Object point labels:

+++++

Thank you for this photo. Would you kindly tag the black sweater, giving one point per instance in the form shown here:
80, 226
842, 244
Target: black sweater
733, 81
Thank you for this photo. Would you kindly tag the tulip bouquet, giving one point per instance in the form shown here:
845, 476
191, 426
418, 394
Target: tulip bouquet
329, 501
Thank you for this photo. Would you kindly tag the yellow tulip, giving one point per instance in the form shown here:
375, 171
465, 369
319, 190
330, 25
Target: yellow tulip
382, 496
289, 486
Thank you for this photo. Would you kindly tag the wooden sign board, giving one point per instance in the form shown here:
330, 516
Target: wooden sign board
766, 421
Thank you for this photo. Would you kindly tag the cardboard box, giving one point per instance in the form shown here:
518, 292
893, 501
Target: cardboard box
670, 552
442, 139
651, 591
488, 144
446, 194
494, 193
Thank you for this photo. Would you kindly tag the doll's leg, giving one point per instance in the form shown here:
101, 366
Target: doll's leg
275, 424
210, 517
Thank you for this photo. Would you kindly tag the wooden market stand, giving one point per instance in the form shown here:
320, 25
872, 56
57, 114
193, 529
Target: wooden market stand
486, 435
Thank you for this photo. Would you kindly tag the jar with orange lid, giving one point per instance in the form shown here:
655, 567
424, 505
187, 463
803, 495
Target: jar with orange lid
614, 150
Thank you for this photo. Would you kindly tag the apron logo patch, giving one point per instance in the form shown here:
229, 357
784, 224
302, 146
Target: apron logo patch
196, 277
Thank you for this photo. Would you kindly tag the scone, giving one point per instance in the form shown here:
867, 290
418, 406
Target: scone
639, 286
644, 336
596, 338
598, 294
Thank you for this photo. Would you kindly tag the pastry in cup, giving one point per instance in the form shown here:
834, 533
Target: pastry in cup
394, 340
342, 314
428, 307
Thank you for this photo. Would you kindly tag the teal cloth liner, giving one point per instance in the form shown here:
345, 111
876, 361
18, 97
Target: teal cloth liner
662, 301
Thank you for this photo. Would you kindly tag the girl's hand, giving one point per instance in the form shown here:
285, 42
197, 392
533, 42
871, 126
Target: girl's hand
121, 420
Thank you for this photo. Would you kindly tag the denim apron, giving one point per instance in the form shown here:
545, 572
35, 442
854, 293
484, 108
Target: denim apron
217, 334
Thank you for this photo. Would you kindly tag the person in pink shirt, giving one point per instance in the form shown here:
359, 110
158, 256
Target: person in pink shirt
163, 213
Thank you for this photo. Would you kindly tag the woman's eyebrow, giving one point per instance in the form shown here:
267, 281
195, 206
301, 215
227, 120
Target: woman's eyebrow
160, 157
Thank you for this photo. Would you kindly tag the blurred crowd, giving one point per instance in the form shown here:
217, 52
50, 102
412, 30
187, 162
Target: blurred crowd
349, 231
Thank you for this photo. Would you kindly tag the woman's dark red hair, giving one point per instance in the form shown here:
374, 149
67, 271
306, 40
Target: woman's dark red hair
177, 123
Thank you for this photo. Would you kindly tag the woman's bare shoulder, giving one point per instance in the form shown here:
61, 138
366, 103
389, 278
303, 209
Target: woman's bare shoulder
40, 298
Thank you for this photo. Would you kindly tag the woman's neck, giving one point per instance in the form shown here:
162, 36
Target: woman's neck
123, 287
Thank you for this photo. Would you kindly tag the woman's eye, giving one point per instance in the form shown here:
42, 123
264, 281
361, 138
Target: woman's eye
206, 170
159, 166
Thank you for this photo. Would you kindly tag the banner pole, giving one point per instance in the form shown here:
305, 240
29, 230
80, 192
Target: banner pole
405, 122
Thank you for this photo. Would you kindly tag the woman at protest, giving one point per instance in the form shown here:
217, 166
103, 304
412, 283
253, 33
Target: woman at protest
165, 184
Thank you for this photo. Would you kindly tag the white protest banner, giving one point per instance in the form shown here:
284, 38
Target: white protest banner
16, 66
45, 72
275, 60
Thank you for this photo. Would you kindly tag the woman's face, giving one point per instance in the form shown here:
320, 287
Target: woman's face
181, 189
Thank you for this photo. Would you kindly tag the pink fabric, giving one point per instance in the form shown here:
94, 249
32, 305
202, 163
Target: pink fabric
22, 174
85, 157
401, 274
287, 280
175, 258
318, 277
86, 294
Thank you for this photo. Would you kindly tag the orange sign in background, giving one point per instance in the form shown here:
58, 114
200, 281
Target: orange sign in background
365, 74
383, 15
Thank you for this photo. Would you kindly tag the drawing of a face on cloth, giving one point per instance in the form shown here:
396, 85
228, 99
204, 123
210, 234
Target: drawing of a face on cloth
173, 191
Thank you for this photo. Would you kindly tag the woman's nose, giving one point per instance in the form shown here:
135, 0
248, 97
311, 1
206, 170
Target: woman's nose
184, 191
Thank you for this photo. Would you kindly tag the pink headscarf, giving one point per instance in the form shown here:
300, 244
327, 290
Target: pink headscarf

+++++

_Required task_
Write out everything from the line containing "woman's nose, giving" down to the last line of the entries, including both of those lines and keeping every line unchanged.

_Worked answer_
Thank you for this photo. Would you kindly tag the woman's nose, giving one point per instance in the form shown here:
135, 0
248, 97
311, 1
206, 170
Target: woman's nose
184, 191
Thank you for this photo. Would you kindly tag the pink headscarf, giving one point per instance in the form shown here:
300, 244
327, 290
Target: pink headscarf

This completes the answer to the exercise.